= PROMPT =
Retype all the records with nothing changed.

= DATA FOR PROCESSING =

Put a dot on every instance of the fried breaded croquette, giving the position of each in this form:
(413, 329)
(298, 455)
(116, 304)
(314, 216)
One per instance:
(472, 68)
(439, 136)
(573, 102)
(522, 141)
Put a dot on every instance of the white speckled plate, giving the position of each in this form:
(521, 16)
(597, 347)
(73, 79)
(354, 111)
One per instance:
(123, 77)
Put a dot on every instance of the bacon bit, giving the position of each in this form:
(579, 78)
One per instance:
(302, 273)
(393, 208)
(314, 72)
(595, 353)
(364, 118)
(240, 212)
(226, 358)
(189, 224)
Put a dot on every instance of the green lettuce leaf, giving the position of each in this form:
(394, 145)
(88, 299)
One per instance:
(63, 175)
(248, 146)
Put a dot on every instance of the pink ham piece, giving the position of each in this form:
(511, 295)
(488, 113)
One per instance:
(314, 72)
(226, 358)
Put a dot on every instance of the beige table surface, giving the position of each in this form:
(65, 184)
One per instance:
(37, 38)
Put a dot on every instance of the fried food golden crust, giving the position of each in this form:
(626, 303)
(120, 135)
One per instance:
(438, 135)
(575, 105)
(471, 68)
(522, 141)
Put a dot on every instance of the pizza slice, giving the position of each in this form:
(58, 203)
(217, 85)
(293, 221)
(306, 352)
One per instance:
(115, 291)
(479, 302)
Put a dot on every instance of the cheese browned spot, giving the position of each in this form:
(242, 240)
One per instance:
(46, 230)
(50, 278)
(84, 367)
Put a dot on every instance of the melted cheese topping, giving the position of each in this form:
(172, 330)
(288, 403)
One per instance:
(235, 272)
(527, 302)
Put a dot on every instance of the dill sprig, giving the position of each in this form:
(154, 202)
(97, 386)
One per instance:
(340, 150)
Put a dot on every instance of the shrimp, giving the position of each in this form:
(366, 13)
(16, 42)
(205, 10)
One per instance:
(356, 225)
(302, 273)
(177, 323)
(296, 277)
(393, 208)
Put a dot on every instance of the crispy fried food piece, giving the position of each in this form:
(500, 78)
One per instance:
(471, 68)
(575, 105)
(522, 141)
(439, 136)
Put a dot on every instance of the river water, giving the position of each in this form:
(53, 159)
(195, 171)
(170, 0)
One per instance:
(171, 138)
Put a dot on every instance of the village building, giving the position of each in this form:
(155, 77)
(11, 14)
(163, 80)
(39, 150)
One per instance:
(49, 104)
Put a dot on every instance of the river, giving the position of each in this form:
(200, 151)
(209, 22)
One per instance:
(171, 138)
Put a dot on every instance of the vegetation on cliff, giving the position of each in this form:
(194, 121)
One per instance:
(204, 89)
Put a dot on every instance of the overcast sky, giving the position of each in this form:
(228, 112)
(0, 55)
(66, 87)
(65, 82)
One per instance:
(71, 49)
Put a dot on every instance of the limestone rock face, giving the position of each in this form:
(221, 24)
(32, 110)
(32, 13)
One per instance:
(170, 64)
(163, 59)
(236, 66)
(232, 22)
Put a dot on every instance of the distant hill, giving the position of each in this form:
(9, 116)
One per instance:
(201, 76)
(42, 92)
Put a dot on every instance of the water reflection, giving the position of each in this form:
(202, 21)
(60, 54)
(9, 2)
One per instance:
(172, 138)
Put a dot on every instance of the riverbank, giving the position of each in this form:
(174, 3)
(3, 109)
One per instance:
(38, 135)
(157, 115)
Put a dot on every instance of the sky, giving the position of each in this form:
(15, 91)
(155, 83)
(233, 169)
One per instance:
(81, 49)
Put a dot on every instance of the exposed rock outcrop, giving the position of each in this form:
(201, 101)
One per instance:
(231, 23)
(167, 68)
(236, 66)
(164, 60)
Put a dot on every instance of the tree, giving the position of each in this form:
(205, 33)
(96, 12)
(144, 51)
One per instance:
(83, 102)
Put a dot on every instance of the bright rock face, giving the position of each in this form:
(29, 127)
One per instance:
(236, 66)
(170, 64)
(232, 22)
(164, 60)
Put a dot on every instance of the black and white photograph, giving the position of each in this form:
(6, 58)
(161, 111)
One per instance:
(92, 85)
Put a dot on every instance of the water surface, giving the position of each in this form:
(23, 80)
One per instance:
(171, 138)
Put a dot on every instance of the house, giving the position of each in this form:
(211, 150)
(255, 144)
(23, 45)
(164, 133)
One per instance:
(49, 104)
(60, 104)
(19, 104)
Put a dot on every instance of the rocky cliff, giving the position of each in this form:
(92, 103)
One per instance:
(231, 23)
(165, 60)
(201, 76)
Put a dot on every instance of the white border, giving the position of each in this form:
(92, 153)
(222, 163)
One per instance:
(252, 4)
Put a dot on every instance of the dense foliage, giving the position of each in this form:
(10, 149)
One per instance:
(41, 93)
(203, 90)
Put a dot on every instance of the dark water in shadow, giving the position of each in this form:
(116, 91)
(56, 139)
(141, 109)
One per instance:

= EXERCISE OUTPUT =
Put a dot on every instance of the fried breaded croquette, giving the position of each in this form:
(413, 329)
(298, 455)
(116, 304)
(314, 216)
One per instance:
(472, 68)
(439, 136)
(573, 102)
(522, 141)
Put a dot on every instance of the white speckled plate, giving the position of each in this form:
(521, 16)
(597, 347)
(73, 79)
(354, 111)
One per instance:
(123, 77)
Put a dot on every instance of the bacon bit, giving the position of each in this form:
(579, 78)
One per instance:
(302, 273)
(393, 208)
(314, 72)
(595, 353)
(364, 118)
(240, 212)
(226, 358)
(189, 224)
Put a dot on every instance of the green lettuce leaf, giving the position of each in this form:
(394, 145)
(88, 299)
One per instance:
(63, 175)
(248, 146)
Put a dot on every instance of the pink ham piece, giving the position of each in this form:
(511, 295)
(488, 113)
One per instance:
(314, 72)
(226, 358)
Put a dot on every instance of the beige table surface, giving the position of each in this form:
(65, 184)
One per instance:
(37, 38)
Put a dot on every instance of the fried food golden crust, giving the position of each in this form:
(626, 303)
(120, 135)
One per instance:
(438, 135)
(575, 105)
(471, 68)
(522, 141)
Put a dot on every instance of the pizza slice, giving the position of each in this form:
(58, 203)
(217, 85)
(293, 221)
(306, 352)
One per instance:
(115, 291)
(479, 302)
Put a dot on every instance of the cheese browned spot, giving the position of each in this form:
(242, 240)
One per instance:
(46, 230)
(50, 278)
(84, 367)
Put a dot on every instance of the melted cheese topping, giving the position of each in this form:
(172, 330)
(288, 403)
One per instance:
(235, 272)
(527, 302)
Put a dot on every instance of the dill sprig, giving the position of each in this form:
(154, 202)
(97, 386)
One per instance:
(340, 150)
Put a dot on every instance of the shrimp, giving the position of each in this form:
(366, 13)
(16, 42)
(205, 10)
One per instance:
(356, 225)
(302, 273)
(177, 323)
(296, 277)
(393, 208)
Put a dot on every instance of the crispy fried food piece, giving the position of each in this form:
(500, 78)
One per instance:
(471, 68)
(575, 105)
(522, 141)
(439, 136)
Put a dot on every instance of the river water, giving the position of each in this form:
(53, 159)
(195, 171)
(170, 0)
One per instance:
(171, 138)
Put a dot on every instance of the village building, giving the position of each in this form:
(155, 77)
(11, 14)
(163, 80)
(39, 150)
One per instance:
(49, 104)
Put a dot on every instance of the river, giving the position of each in this form:
(200, 151)
(209, 22)
One per instance:
(171, 138)
Put a dot on every instance of the vegetation on cliff, giving the position of each in this form:
(194, 121)
One per instance:
(204, 89)
Put a dot on every instance of the overcast sky, giving the position of each in this form:
(228, 112)
(0, 55)
(66, 87)
(65, 82)
One per instance:
(71, 49)
Put a dot on every instance of the limestone rock face, giving the position of each in this form:
(221, 24)
(32, 110)
(32, 13)
One per instance:
(170, 64)
(163, 59)
(236, 66)
(232, 22)
Put a dot on every instance of the distant hill, giving the position of each in this form:
(9, 116)
One per instance:
(201, 76)
(42, 92)
Put a dot on every instance of the water reflection, giving the position of each in this form:
(202, 21)
(60, 54)
(9, 2)
One per instance:
(172, 138)
Put a dot on every instance of the riverbank, giving the position of each in this form:
(174, 3)
(3, 109)
One per instance:
(38, 135)
(157, 115)
Put a dot on every instance of the sky, giving the position of each in this form:
(15, 91)
(155, 83)
(233, 169)
One per instance:
(81, 49)
Put a dot on every instance of the exposed rock outcrop, giving the position of each in this form:
(201, 101)
One per instance:
(231, 23)
(167, 68)
(236, 66)
(164, 60)
Put a dot on every instance of the tree, giving the position of each in this form:
(205, 33)
(96, 12)
(144, 51)
One per instance:
(83, 102)
Put a dot on every instance of the bright rock face, giving the position of each in this form:
(29, 127)
One per instance:
(236, 66)
(170, 64)
(232, 22)
(164, 60)
Put a dot on every instance of the black and white photograph, giving the position of each in this form:
(6, 58)
(161, 111)
One per instance:
(92, 85)
Put a dot on every instance of the water surface, giving the position of each in this form:
(23, 80)
One per instance:
(171, 138)
Put a dot on every instance of the house, giving the position of each in this form:
(211, 150)
(255, 144)
(23, 45)
(164, 133)
One per instance:
(49, 104)
(60, 104)
(19, 104)
Put a dot on every instance of the rocky cliff, giving the position of each in this form:
(92, 103)
One per instance:
(231, 23)
(165, 60)
(201, 76)
Put a dot on every instance of the white border, giving the position of each in this form:
(92, 153)
(222, 163)
One per instance:
(252, 4)
Put a dot on every instance of the dense foliage, giving the position of each in this form:
(10, 149)
One per instance:
(41, 93)
(203, 90)
Put a dot on every instance of the dark water in shadow, giving the position of each in this form:
(116, 91)
(56, 139)
(141, 109)
One per instance:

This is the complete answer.